*DIRECTIONS:* Would you write out the entries below, every one of them, exactly?
----
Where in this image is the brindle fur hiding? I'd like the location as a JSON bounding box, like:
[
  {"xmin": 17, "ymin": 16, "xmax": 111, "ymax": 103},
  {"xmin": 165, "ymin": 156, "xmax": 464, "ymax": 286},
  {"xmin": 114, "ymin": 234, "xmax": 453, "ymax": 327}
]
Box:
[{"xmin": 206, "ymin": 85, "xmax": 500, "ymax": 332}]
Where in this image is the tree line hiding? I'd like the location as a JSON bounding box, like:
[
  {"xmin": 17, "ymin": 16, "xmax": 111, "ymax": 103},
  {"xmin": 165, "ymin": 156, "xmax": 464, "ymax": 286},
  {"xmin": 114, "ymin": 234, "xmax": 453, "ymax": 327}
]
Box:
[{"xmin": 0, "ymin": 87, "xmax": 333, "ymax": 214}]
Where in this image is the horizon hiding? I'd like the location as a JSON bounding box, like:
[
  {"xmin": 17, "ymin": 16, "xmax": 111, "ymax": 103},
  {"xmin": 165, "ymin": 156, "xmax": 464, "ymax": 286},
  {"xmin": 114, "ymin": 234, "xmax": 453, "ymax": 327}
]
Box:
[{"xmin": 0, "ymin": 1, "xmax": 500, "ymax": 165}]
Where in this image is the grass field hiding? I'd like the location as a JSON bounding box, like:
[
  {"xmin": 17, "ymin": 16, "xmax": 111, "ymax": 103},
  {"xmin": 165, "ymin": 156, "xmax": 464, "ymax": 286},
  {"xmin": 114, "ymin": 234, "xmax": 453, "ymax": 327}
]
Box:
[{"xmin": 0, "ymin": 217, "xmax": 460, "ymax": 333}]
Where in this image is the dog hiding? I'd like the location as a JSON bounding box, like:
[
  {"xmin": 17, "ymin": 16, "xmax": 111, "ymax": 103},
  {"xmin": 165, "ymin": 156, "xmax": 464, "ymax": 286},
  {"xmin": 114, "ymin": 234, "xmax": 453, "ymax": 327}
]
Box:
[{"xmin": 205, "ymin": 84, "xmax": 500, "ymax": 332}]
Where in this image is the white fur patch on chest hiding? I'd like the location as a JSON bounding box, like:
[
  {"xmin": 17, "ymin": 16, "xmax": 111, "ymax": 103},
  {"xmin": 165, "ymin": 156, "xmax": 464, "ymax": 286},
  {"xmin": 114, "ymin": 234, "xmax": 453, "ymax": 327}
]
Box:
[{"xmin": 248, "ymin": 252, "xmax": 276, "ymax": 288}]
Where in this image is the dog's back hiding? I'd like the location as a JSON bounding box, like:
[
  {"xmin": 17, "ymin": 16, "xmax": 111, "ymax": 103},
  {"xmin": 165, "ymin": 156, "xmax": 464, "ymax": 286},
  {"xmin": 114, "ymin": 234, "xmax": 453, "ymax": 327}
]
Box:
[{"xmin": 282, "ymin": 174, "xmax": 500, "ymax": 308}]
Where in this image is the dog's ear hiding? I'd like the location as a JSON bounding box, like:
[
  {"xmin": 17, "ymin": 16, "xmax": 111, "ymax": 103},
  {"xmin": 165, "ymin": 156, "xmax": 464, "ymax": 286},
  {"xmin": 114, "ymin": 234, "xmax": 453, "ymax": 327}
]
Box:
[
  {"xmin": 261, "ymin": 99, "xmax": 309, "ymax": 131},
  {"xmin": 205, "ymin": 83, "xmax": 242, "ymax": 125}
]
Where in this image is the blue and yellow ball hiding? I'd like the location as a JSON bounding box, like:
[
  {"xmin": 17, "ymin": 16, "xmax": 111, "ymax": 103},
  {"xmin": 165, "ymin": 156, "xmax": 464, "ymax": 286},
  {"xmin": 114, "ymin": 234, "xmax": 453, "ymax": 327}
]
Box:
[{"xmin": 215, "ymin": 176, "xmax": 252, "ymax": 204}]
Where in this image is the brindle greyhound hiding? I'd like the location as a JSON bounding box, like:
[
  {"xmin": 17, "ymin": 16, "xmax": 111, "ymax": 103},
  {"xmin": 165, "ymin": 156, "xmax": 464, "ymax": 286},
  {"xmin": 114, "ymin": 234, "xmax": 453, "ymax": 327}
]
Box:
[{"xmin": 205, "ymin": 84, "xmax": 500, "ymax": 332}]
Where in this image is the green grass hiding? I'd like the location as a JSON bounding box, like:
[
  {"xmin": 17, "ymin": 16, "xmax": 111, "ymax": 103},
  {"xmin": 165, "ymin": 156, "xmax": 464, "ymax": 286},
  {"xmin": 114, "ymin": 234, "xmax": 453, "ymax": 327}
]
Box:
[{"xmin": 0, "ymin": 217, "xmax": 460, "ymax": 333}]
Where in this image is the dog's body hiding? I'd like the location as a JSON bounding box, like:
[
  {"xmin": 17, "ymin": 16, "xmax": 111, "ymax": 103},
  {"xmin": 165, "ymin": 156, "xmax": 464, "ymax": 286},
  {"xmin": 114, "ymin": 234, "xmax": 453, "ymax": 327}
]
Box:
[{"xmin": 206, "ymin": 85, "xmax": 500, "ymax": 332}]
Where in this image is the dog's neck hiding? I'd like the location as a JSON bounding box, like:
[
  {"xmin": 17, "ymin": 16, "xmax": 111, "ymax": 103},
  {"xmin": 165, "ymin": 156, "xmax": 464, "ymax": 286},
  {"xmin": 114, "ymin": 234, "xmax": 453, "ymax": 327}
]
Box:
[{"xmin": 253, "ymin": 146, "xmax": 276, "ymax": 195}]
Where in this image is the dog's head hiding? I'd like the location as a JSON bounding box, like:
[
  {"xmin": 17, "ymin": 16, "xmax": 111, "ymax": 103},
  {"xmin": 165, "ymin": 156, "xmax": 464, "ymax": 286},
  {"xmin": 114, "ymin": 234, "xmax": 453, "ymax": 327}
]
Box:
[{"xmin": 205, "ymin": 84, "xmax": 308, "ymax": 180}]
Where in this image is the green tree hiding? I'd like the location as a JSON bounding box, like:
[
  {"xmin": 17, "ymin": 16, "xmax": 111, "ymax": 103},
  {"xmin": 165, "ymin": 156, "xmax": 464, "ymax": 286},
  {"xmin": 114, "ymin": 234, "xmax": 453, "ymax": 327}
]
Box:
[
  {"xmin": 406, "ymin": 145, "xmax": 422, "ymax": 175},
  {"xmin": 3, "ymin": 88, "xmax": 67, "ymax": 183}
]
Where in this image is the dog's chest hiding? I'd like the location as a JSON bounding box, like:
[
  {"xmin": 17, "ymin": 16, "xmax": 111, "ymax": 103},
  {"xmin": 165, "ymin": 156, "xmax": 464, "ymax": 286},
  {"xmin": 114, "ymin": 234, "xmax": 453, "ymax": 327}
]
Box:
----
*ANSWER TO THIS TASK:*
Where in this image is the brindle fur hiding? I'd like the location as a JSON bounding box, like:
[
  {"xmin": 17, "ymin": 16, "xmax": 111, "ymax": 103},
  {"xmin": 165, "ymin": 156, "xmax": 464, "ymax": 286},
  {"xmin": 114, "ymin": 234, "xmax": 453, "ymax": 327}
]
Box:
[{"xmin": 206, "ymin": 85, "xmax": 500, "ymax": 332}]
Where in this image is the tree line hiding? I'd like the location as a JSON bounding box, like:
[
  {"xmin": 17, "ymin": 16, "xmax": 111, "ymax": 103},
  {"xmin": 165, "ymin": 156, "xmax": 464, "ymax": 286},
  {"xmin": 114, "ymin": 234, "xmax": 453, "ymax": 327}
]
Box:
[{"xmin": 0, "ymin": 87, "xmax": 333, "ymax": 214}]
Where in this image is the horizon hiding? I'd like the location as a JSON bounding box, like:
[
  {"xmin": 17, "ymin": 16, "xmax": 111, "ymax": 103},
  {"xmin": 165, "ymin": 156, "xmax": 464, "ymax": 286},
  {"xmin": 114, "ymin": 234, "xmax": 453, "ymax": 327}
]
Box:
[{"xmin": 0, "ymin": 1, "xmax": 500, "ymax": 165}]
Where in this image is the grass field hiding? I'd like the location as a JSON bounding box, like:
[
  {"xmin": 17, "ymin": 16, "xmax": 111, "ymax": 103},
  {"xmin": 165, "ymin": 156, "xmax": 464, "ymax": 286},
  {"xmin": 114, "ymin": 234, "xmax": 453, "ymax": 327}
]
Box:
[{"xmin": 0, "ymin": 217, "xmax": 460, "ymax": 333}]
Where in this image is the dog hiding? I'd like the location as a JSON bounding box, like:
[
  {"xmin": 17, "ymin": 16, "xmax": 111, "ymax": 103},
  {"xmin": 165, "ymin": 156, "xmax": 464, "ymax": 286},
  {"xmin": 114, "ymin": 234, "xmax": 453, "ymax": 327}
]
Box:
[{"xmin": 205, "ymin": 84, "xmax": 500, "ymax": 332}]
Where in this image is the white fur patch on chest hiding? I'd like the location as a JSON bounding box, like:
[
  {"xmin": 17, "ymin": 16, "xmax": 111, "ymax": 103},
  {"xmin": 165, "ymin": 156, "xmax": 464, "ymax": 286},
  {"xmin": 114, "ymin": 234, "xmax": 453, "ymax": 327}
]
Box:
[{"xmin": 248, "ymin": 252, "xmax": 276, "ymax": 288}]
Where in this image is the dog's back hiding? I'd like the location as a JSON bounding box, like:
[
  {"xmin": 17, "ymin": 16, "xmax": 111, "ymax": 103},
  {"xmin": 165, "ymin": 156, "xmax": 464, "ymax": 286},
  {"xmin": 114, "ymin": 234, "xmax": 453, "ymax": 327}
]
Box:
[{"xmin": 282, "ymin": 174, "xmax": 500, "ymax": 308}]
Where in this image is the dog's ear hiding? I'd like the location as a JSON bounding box, like:
[
  {"xmin": 17, "ymin": 16, "xmax": 111, "ymax": 103},
  {"xmin": 165, "ymin": 156, "xmax": 464, "ymax": 286},
  {"xmin": 114, "ymin": 234, "xmax": 453, "ymax": 327}
]
Box:
[
  {"xmin": 261, "ymin": 99, "xmax": 309, "ymax": 131},
  {"xmin": 205, "ymin": 83, "xmax": 242, "ymax": 125}
]
Where in this image is the blue and yellow ball hiding? I'd like the location as a JSON bounding box, like:
[
  {"xmin": 17, "ymin": 16, "xmax": 111, "ymax": 103},
  {"xmin": 165, "ymin": 156, "xmax": 464, "ymax": 286},
  {"xmin": 114, "ymin": 234, "xmax": 453, "ymax": 327}
]
Box:
[{"xmin": 215, "ymin": 176, "xmax": 252, "ymax": 204}]
Where in this image is the brindle greyhound hiding? I'd like the location as a JSON bounding box, like:
[
  {"xmin": 17, "ymin": 16, "xmax": 111, "ymax": 103},
  {"xmin": 165, "ymin": 156, "xmax": 464, "ymax": 286},
  {"xmin": 114, "ymin": 234, "xmax": 453, "ymax": 327}
]
Box:
[{"xmin": 205, "ymin": 84, "xmax": 500, "ymax": 332}]
Where in this image is the green grass hiding? I'd like the location as a JSON bounding box, like:
[
  {"xmin": 17, "ymin": 16, "xmax": 111, "ymax": 103},
  {"xmin": 165, "ymin": 156, "xmax": 464, "ymax": 286},
  {"xmin": 114, "ymin": 234, "xmax": 453, "ymax": 327}
]
Box:
[{"xmin": 0, "ymin": 217, "xmax": 460, "ymax": 333}]
Where in this image is the dog's body hiding? I'd like the location as a JSON bounding box, like:
[
  {"xmin": 17, "ymin": 16, "xmax": 111, "ymax": 103},
  {"xmin": 165, "ymin": 156, "xmax": 464, "ymax": 286},
  {"xmin": 114, "ymin": 234, "xmax": 453, "ymax": 327}
]
Box:
[{"xmin": 206, "ymin": 85, "xmax": 500, "ymax": 332}]
Where in this image is the dog's neck hiding? I'd like the location as a JSON bounding box, like:
[
  {"xmin": 17, "ymin": 16, "xmax": 111, "ymax": 103},
  {"xmin": 165, "ymin": 156, "xmax": 464, "ymax": 286},
  {"xmin": 114, "ymin": 234, "xmax": 453, "ymax": 327}
]
Box:
[{"xmin": 253, "ymin": 146, "xmax": 276, "ymax": 195}]
Where in this image is the dog's head hiding? I'd like the location as a JSON bounding box, like:
[
  {"xmin": 17, "ymin": 16, "xmax": 111, "ymax": 103},
  {"xmin": 165, "ymin": 156, "xmax": 464, "ymax": 286},
  {"xmin": 114, "ymin": 234, "xmax": 453, "ymax": 327}
]
Box:
[{"xmin": 205, "ymin": 84, "xmax": 308, "ymax": 180}]
Where in this image is the green tree hiding? I'd like the location as a JSON bounding box, like:
[
  {"xmin": 17, "ymin": 16, "xmax": 111, "ymax": 103},
  {"xmin": 165, "ymin": 156, "xmax": 464, "ymax": 286},
  {"xmin": 114, "ymin": 234, "xmax": 453, "ymax": 327}
]
Box:
[
  {"xmin": 406, "ymin": 145, "xmax": 422, "ymax": 175},
  {"xmin": 3, "ymin": 88, "xmax": 67, "ymax": 183}
]
Where in this image is the dog's chest hiding? I'd like the location as a JSON bounding box, like:
[
  {"xmin": 17, "ymin": 16, "xmax": 111, "ymax": 103},
  {"xmin": 165, "ymin": 156, "xmax": 464, "ymax": 286},
  {"xmin": 114, "ymin": 234, "xmax": 453, "ymax": 327}
]
Box:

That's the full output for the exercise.